### Task requirements
Pictures do not belong in the copy; retype the records below exactly.

*** Opening of Task inputs ***

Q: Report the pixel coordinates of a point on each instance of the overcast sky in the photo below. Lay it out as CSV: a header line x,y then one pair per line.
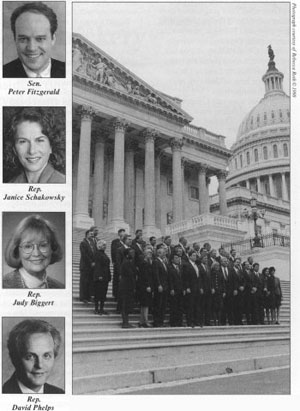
x,y
211,55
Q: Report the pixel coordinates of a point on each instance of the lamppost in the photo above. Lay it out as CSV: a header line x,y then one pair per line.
x,y
254,215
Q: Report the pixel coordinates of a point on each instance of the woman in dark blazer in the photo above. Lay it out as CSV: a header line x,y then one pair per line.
x,y
101,276
145,289
127,285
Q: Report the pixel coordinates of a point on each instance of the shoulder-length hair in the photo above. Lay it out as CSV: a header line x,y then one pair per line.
x,y
18,337
52,123
32,223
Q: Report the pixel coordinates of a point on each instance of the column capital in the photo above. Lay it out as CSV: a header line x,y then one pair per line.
x,y
109,151
202,168
222,175
86,112
184,162
131,145
120,124
150,134
176,144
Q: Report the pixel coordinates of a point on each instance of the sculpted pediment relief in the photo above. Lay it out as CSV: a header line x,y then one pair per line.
x,y
92,63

*** Close of Task inputs ***

### Answer section
Q: Report the pixel coordinates of a point on each instance of the overcast sky in the photo below. Lay it out as CSV: a header line x,y then one pair per line.
x,y
211,55
Q: Report the pixel coordinates of a point on each instance of the lamppost in the photo above. Lay it out as CSV: a header line x,y then one pair per line.
x,y
254,215
Q: Report the pixel coordinates of a point on each instance of the woman in dark blazer in the photo above. Lay it out as CSV: a header line x,y then one pair per line.
x,y
101,276
145,289
127,285
Q: Report the pixel coordinates of a point on each instance of the shoulder-length hair in the photo above. Lay it out as CSV: a header line x,y then one pair per line.
x,y
18,337
52,123
32,223
Q: Report the pixel coordinates of a point on each instance of the column capital in the photo above. Lay it out as CSV: a header line x,y then one pair per line.
x,y
109,151
202,168
222,175
86,112
184,162
131,145
120,124
150,134
176,144
Q: Report the pixel coordinates of a point on each instance of the sculpted pediment relief in the photo above. Lay it out as CSV: a header line x,y then one pair per line.
x,y
92,63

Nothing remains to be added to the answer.